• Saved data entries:

---

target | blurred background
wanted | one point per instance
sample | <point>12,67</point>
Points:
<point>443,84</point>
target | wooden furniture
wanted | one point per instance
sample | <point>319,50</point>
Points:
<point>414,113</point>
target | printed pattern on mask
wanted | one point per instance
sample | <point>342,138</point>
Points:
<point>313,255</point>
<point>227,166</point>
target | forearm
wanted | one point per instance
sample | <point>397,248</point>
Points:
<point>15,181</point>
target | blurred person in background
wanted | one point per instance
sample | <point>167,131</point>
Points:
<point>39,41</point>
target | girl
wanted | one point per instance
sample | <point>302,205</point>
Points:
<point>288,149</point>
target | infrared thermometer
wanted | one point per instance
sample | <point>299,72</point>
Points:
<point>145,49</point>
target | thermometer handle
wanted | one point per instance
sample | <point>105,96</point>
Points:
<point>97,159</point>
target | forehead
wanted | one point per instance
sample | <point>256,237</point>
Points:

---

• Direction: Reproduce word for word the part of the data that opens with the line containing "target | blurred person in background" and runs through the end of the data, including both of those lines.

• Response for this exercise:
target | blurred person in background
wanted | one point per instance
sample | <point>167,131</point>
Points:
<point>39,41</point>
target | girl
wanted | one point per instance
sample | <point>302,205</point>
Points:
<point>288,149</point>
target | infrared thermometer
wanted | one point per instance
sample | <point>299,72</point>
Points:
<point>145,49</point>
target | thermometer handle
wanted | one point per instance
sample | <point>105,96</point>
Points:
<point>97,159</point>
target | forehead
wanted | one point per instance
sample | <point>256,237</point>
Points:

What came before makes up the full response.